What the task asks:
In the forum thread below on the Entity-Attribute-Value concept, how many values can potentially go into making a UK address?

Passage given:
Immoderate Moderator
Staff member
Local time
Today, 00:40
Joined
Feb 28, 2001
Messages
27,001
Look up in this forum the "Entity-Attribute-Value" concept where you have variable numbers of attributes, not all of which apply to all possible entities. I use this in my genealogy database a lot. Ancestry.COM's GEDCOM files that convey my genealogy have that format to 4 levels of attributes and sub-attributes. BUT they are sparse... i.e. if they don't know, they DON'T send me an "I don't know" record; they just don't send anything with that attribute. Things like Mother, Father, Birthdate, Birthplace, Deathdate, Deathplace, Burialdate, BurialPlace, Address with subs of DateofAddresss, ActualAddress, ... At last count, over 100 possible genealogical attributes.

That's what I've been working with for a few years. In your case, you might have an attributes table with three fields: The entity (usually a foreign key to the entity table), the attribute (usually a code to a table of recognized attributes), and a value, which will usually be text that, for inherently numeric entities, is the CStr() of the value. Phone numbers and addresses have non-digit characters so ARE text.

So you have the attributes table that is a child of the entities table. You have a "known attribute" table. The values in the attributes table are literal, not encoded or looked up. That's three tables (one of which is merely a "translation" table - code to attribute name). The translation table would include some indicator of whether the value in question is numeric, date, string, boolean, or hyperlink or whatever else you've got in your bag of tricks to be recorded. That includes indicators for special formats like phone number, social security number, etc.

When you have multiple possible phones, your "translation" table might have "Cell phone" "Home land line" "Pager" "Burner phone for the bookie", etc. IF your attributes were such that they had to be unique, then you would have to choose which of the conflicting attributes to keep and drop any competitors. BUT if you allow for multiple values, you add a fourth field for the attribute, "Preferred" (as a Y/N field) and then have as many items of the same type as needed.

If you don't allow dups, then your key for the attributes table has the compound unique key Entity/Attribute. If you DO allow dups for attributes, then your key is merely the compound key Entity/Attribue (Dups allowed).
 

CJ_London

Super Moderator
Staff member
Local time
Today, 05:40
Joined
Feb 19, 2013
Messages
16,553
but then I have to have special formatting for each field
don't agree - formatting is a presentation property and does not belong in tables. Having said that, contact details are always text - phone numbers often contain a preceding zero and spaces so they are not 'numeric'. An extension number might be numeric but for convenience, store as text. Point is you can set the text 'format' at time of entry.

For addresses, in the UK there are potentially 41 values that go into making an address - not all will be used all the time. I don't know about other countries.

We are two different humans in tblEntity.
My cat José is in tbl_Entity too. He shares my address but nothing else in tbl_Poc
which implies the requirement of a many to many table or you treat an address as a type of entity which has its own associated contact methods (such as land line). Whether you include it in your entity table or a separate table really depends on your requirement. Values such as addresses can saved in one field, using a pipe separator or similar so when the address is viewed you can convert to an array or use the replace function to replace the pipe with vbcrlf.

But in a business you might have one address and multiple phone numbers for different departments

Imagine I have one land-line and two cell phones, but only one of those can be a preferred contact for phone calls.

Recorded information:
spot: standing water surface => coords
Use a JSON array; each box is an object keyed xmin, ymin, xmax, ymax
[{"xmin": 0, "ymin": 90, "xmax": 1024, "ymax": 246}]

Answer to this task:
41